— SHORT TASK A —
In the comments on multiculturalism, why would it be counter-productive to stop funding foreign language leaflets for public services?
— SHORT TASK B —
In the comments on multiculturalism, who is said to have invented the concept of "political correctness"?
— SHORT TASK C —
Can you write a short paragraph that carries on the comments on multiculturalism after their final line?

On the other hand, the existence of the burger (separate from McDonald’s, BK et al) is even less controversial than that. Nobody buying a burger at a cafe thinks of themselves as eating ‘foreign food’.
“Are we supposed to deny entry to immigration from EU states in breach of our treaty obligations? Or only to non-EU immigrants… or only non-culturally similar immigrants? Should we deny entry in the case of people fleeing persecution or war or ethnic cleansing?”
Well let’s be pragmatic here. Of course the plight of people fleeing persecution or ethnic cleansing is awful, but it cannot be solved by immigration. This argument is logically flawed, the United Kingdom is an island in the North Atlantic, allowing every one of the billions of people who are persecuted or fleeing ethnic cleansing in the World to seek a new life here is not practical. The only viable solutions for these people are in their countries of origin. My issue is not with humanist principles which I admire, but destroying the United Kingdom with these principles in a futile humanitarian effort to solve overseas problems is not a good policy for anyone on the political spectrum.
People who complain about “PC” usually strike me as the same types who complain that “you can’t even call a black man a negro anymore, it’s a disgrace.”
The concept of “political correctness” was invented by the Soviet Union and was co-opted by the so-called New Left (in the ’70s) as a form of self-satire. It was then debased by the so-called New Right (in the ’80s) who used it as a weapon to bash people who liked to promote equality for blacks, women, gays etc – which is where we are now, with Richard “I ? the BNP” Littlejohn being the prime propogandist for the apologists for racism.
For myself, PC just means not being a twat to other people and having some respect.
~
On-topic: what does Merkel intend to do about “multikulti”? It often appears to me that the Righties love to bash multiculturalism but they have no answers about what they intend to do to end it. Deport everyone who doesn’t speak the native tongue? Sterilise immigrants on arrival? Or – more mildly – as one commentator on here implies, stop funding foreign language leaflets for public services? The first two are clearly disgusting (tho’ there are some on here no doubt who think that’s a good idea) and the latter would be entirely counter-productive in that it would stop even the tiniest bit of integration into society by those who may struggle at first with English.
Oh and @45: You are an idiot. You’re entitled to your opinion (although I think it falls foul of the comment rules), but it is an idiotic one.

Region annotation entries
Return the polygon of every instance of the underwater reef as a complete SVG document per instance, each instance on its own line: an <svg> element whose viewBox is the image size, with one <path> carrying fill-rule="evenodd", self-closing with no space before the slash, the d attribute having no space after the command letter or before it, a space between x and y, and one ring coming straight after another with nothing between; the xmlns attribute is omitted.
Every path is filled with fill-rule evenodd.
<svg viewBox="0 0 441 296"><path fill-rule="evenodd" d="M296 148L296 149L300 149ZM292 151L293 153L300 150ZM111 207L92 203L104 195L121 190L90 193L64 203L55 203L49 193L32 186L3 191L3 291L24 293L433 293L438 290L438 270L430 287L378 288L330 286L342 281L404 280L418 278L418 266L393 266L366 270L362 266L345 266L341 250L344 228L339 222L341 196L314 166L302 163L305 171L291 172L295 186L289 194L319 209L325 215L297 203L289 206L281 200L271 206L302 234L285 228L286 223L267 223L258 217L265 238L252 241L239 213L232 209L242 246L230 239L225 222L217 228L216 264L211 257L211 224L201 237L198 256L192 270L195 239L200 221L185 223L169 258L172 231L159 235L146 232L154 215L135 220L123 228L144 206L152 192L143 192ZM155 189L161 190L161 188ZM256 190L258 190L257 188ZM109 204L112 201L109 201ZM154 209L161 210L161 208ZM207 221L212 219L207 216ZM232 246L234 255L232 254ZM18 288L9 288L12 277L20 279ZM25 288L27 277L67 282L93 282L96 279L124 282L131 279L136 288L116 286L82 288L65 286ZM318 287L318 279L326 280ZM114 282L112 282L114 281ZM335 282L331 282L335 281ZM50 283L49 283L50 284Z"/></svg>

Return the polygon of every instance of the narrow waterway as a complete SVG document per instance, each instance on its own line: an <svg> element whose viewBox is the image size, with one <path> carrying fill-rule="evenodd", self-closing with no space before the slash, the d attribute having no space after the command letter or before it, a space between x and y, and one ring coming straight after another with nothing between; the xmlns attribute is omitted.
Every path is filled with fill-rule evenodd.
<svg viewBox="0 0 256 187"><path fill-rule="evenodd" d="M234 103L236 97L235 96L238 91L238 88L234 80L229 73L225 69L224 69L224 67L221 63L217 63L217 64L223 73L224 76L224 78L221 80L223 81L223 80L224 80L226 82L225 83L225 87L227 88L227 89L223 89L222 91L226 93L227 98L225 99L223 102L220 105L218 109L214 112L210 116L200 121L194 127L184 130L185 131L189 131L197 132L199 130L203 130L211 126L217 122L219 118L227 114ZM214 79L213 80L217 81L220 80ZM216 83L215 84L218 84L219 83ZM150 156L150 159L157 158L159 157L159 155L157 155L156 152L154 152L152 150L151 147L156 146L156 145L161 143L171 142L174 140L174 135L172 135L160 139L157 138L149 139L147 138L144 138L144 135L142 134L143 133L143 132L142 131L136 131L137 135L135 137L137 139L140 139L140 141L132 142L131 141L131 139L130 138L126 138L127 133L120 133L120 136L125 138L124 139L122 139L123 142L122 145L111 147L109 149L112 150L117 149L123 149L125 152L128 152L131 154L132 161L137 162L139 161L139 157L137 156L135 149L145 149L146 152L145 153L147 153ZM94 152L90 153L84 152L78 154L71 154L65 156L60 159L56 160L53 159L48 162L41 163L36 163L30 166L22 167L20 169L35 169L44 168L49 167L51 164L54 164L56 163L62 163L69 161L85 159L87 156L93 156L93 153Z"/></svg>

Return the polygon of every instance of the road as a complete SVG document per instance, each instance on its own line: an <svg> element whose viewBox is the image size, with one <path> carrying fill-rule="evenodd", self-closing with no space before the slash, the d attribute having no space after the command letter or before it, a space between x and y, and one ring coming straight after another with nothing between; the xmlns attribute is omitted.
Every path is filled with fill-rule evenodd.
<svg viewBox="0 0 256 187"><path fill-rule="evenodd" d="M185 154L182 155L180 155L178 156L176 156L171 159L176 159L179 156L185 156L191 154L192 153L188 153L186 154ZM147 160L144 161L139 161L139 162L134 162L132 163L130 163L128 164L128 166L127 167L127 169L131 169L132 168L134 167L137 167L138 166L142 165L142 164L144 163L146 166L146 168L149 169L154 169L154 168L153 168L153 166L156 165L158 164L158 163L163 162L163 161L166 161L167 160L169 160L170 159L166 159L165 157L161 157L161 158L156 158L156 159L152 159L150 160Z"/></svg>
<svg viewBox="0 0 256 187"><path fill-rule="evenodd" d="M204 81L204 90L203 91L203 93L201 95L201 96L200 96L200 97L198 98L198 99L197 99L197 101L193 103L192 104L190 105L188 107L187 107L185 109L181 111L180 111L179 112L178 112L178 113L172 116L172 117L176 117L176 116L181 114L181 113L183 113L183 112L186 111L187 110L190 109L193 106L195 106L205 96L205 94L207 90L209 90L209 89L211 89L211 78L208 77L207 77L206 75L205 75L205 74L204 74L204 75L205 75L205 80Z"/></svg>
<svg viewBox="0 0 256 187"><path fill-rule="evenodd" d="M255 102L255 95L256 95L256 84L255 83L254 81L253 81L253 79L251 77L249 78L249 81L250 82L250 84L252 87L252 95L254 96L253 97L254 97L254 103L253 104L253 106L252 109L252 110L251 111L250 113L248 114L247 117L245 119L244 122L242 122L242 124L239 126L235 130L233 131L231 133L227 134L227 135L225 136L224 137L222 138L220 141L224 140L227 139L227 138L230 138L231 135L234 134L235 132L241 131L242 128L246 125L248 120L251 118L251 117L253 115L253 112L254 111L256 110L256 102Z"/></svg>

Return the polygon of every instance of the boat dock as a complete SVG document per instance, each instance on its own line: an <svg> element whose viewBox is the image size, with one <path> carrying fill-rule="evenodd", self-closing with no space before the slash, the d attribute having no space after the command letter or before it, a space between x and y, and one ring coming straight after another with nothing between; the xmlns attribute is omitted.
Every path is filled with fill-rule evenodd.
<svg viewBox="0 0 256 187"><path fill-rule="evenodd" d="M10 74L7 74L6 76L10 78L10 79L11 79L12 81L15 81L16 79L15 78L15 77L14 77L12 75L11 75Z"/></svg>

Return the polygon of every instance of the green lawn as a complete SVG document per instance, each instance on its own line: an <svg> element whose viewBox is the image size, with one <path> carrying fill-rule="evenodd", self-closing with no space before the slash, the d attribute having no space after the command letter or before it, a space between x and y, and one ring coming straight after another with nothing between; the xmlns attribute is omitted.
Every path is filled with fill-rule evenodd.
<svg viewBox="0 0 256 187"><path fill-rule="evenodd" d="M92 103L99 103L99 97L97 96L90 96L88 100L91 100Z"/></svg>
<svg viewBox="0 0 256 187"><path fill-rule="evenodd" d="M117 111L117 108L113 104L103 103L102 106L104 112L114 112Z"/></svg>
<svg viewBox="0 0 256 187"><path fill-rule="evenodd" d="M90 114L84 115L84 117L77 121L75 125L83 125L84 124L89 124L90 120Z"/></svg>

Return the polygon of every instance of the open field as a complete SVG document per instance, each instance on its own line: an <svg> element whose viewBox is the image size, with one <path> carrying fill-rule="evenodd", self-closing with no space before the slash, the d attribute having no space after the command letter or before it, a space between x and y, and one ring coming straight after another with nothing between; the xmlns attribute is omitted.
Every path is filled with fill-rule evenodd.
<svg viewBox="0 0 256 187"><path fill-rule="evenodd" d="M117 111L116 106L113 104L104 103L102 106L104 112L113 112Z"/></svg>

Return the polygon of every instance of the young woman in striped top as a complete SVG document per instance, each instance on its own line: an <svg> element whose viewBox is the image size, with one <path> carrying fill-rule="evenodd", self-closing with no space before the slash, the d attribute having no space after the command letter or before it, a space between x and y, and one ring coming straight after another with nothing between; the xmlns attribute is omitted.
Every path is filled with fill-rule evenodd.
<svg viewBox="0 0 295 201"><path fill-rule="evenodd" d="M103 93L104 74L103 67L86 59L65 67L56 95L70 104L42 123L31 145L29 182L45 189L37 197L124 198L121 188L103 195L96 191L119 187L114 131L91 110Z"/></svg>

— WRITTEN ANSWER A —
It would stop even the tiniest bit of integration into society by those who may struggle at first with English.

— WRITTEN ANSWER B —
The Soviet Union.

— WRITTEN ANSWER C —
[further to my conmment @86: the ? in "Richard “I ? the BNP” Littlejohn" was supposed to be a heart. Althought the rendering of it as a question-mark is I suppose more acceptable to the legally-minded... ]
@82
They did that in 1990 because they were encouraged to buy their own houses and reasoned that they’d be able to buy a larger place outside of the big cities than they would if they remained within them – not because they yearned for something with which they could identify. Of course Black Wednesday a couple of years later rendered their “investments” somewhat moot, but hey-ho.
Also, did you mean Herefordshire or Hertfordshire? I could see a sizeable number of people moving to suburban Bishop’s Stortford or somewhere and commuting into town for work, but Herefordshire would require a major uprooting.
@84
I think it was intended as a metaphor rather than explicitly comparing our reaction to curry vs. McBKFC – and possibly not the greatest metaphor – but I got it anyway.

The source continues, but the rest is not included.